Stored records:
"""

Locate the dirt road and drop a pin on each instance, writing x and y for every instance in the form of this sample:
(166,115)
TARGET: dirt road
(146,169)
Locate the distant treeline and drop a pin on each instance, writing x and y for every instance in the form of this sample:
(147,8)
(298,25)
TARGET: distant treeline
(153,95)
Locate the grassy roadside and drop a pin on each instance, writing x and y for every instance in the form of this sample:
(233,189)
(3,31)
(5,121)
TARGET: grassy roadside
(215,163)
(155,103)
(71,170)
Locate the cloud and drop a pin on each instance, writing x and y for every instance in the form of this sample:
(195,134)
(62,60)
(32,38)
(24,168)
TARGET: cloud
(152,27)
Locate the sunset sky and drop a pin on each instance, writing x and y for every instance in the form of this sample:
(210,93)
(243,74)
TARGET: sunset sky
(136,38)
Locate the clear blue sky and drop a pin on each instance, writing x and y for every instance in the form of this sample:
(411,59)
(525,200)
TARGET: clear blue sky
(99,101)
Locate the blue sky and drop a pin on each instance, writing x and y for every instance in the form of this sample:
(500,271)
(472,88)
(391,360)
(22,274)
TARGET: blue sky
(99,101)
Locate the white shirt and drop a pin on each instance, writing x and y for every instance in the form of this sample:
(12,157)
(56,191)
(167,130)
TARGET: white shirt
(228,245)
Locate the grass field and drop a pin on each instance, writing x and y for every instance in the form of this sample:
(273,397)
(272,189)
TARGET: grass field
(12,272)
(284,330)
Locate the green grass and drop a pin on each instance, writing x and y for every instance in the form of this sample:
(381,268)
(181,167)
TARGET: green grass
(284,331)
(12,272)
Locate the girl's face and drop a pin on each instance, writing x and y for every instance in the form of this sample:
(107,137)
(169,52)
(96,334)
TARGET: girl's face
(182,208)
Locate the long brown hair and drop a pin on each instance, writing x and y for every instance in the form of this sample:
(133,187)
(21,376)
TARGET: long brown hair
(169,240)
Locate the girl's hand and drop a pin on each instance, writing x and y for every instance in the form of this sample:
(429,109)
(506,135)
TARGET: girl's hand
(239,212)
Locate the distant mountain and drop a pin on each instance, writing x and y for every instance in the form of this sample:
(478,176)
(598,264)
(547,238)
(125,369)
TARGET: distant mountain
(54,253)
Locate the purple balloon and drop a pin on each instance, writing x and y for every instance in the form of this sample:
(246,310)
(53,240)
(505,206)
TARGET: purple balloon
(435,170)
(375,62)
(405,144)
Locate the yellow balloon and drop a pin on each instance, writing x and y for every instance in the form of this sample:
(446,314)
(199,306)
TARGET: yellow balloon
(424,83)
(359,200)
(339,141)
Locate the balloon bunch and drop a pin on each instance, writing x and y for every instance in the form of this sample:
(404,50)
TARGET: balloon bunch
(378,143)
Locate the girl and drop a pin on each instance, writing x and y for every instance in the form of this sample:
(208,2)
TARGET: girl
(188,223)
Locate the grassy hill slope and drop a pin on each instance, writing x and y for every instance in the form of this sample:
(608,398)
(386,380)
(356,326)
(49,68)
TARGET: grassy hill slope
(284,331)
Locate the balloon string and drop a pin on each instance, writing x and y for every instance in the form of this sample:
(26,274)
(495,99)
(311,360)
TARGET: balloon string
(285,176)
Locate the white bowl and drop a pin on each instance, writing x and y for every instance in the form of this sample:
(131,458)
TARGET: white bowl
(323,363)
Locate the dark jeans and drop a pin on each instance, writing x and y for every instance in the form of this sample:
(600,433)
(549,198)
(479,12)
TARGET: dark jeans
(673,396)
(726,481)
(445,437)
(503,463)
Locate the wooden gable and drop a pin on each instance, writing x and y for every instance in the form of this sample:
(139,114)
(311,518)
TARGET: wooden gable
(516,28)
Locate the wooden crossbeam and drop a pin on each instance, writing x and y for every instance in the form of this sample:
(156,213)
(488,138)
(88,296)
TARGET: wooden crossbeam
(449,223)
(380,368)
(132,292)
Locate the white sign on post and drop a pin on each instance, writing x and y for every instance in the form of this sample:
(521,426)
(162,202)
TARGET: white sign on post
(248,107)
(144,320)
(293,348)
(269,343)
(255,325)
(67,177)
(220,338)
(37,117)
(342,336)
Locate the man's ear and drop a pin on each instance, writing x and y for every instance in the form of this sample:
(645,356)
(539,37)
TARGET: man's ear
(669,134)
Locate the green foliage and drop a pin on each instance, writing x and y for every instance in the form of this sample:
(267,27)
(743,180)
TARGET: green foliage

"""

• [REQUIRED WORK] What's wanted here is every record, retyped exactly as shown above.

• [THE COMPLETED TASK]
Locate the dirt road and drop a pin on each instance, writing x and y for every instance in the form of this sample:
(166,115)
TARGET: dirt road
(146,169)
Locate the distant treeline and drop a pin on each instance, writing x and y for every instance in the form of this sample:
(147,8)
(298,25)
TARGET: distant treeline
(153,95)
Locate the grassy roadside and drop a pin on each instance, writing x and y for every instance in the form of this sample:
(233,189)
(3,31)
(5,121)
TARGET: grassy roadside
(215,163)
(155,103)
(71,170)
Locate the cloud and drop a pin on each instance, writing x and y for every instance in the form of this sample:
(195,134)
(62,60)
(32,38)
(24,168)
TARGET: cloud
(152,27)
Locate the sunset sky and drop a pin on each instance, writing x and y for every instance in the form of this sample:
(210,93)
(243,74)
TARGET: sunset sky
(136,38)
Locate the clear blue sky and drop a pin on each instance, writing x and y for every instance in the form of this sample:
(411,59)
(525,200)
TARGET: clear blue sky
(99,101)
Locate the blue sky and drop a pin on each instance, writing x and y for every instance in the form of this sample:
(500,271)
(472,88)
(391,360)
(22,274)
TARGET: blue sky
(99,101)
Locate the white shirt and drop a pin on each instance, writing x and y for every instance in the form of this sample:
(12,157)
(56,191)
(167,130)
TARGET: white shirt
(228,245)
Locate the grass field and drop a pin on each instance, writing x and y for every instance in the form of this sample:
(273,397)
(272,189)
TARGET: grass field
(12,272)
(284,330)
Locate the green grass and drop a pin on each instance, writing x and y for every instance in the form of this sample:
(381,268)
(181,167)
TARGET: green grass
(284,331)
(12,272)
Locate the girl's face and drop a pin on each instance, writing x and y for every instance in the form of this sample:
(107,137)
(169,52)
(96,334)
TARGET: girl's face
(182,208)
Locate the long brown hair and drop a pin on each instance, writing x and y for every instance in the form of this sample:
(133,187)
(21,376)
TARGET: long brown hair
(169,240)
Locate the girl's hand and drop a pin on each instance, writing x and y for every instance in the form of this sample:
(429,109)
(506,135)
TARGET: girl's hand
(239,212)
Locate the distant mountain and drop a pin on each instance, writing x and y for every instance in the form of this sample:
(478,176)
(598,264)
(547,238)
(125,369)
TARGET: distant mountain
(54,253)
Locate the purple balloon and drop a pin on each instance, writing x and y for every instance in the form of this sample:
(246,310)
(53,240)
(505,206)
TARGET: purple balloon
(435,170)
(375,62)
(405,144)
Locate the yellow balloon and drop a pin on each instance, writing x and y for every instance in the form of this sample:
(446,314)
(199,306)
TARGET: yellow balloon
(424,83)
(359,200)
(339,141)
Locate the balloon bunch and drop a pin on each instance, writing x and y for every instance in the form of this sample:
(404,50)
TARGET: balloon bunch
(378,143)
Locate the girl and drop a pin on each instance, writing x and y for every instance in the form of this sample:
(208,2)
TARGET: girl
(188,223)
Locate the grassy hill slope and drop a pin on each instance, writing x and y for every instance in the form of this sample:
(608,398)
(386,380)
(356,326)
(49,68)
TARGET: grassy hill slope
(284,331)
Locate the balloon string and drop a pin on each instance, writing x and y for every instance in the form of this sample:
(26,274)
(495,99)
(311,360)
TARGET: balloon string
(285,176)
Locate the white bowl and drop a pin on each instance, writing x and y for every instance in the form of this sample:
(131,458)
TARGET: white bowl
(323,363)
Locate the dark jeans and drop a pin on each instance, writing x and y for every instance in the form of this sample:
(600,433)
(549,198)
(479,12)
TARGET: dark jeans
(673,396)
(726,481)
(445,437)
(503,463)
Locate the wooden gable and drop a pin on each instance, writing x and y for every instance in the form of this sample:
(139,114)
(311,518)
TARGET: wooden gable
(516,28)
Locate the wooden crossbeam and drop a pin on each instance, writing x and y for every instance in the form of this sample:
(156,213)
(488,138)
(88,296)
TARGET: wooden crossbeam
(449,223)
(380,368)
(132,292)
Locate the white sign on post and drop a pin on each instance, writing x and y for every instance in the form of this sample:
(521,426)
(162,202)
TARGET: white sign on post
(248,107)
(144,320)
(293,348)
(269,343)
(255,325)
(67,177)
(220,338)
(37,117)
(342,336)
Locate the man's ear and drop a pin on each instance, writing x and y for every instance in the form of this sample:
(645,356)
(539,37)
TARGET: man's ear
(669,134)
Locate the green foliage and drop a pin on each instance, writing x and y for every instance in the form of this sample:
(267,27)
(743,180)
TARGET: green foliage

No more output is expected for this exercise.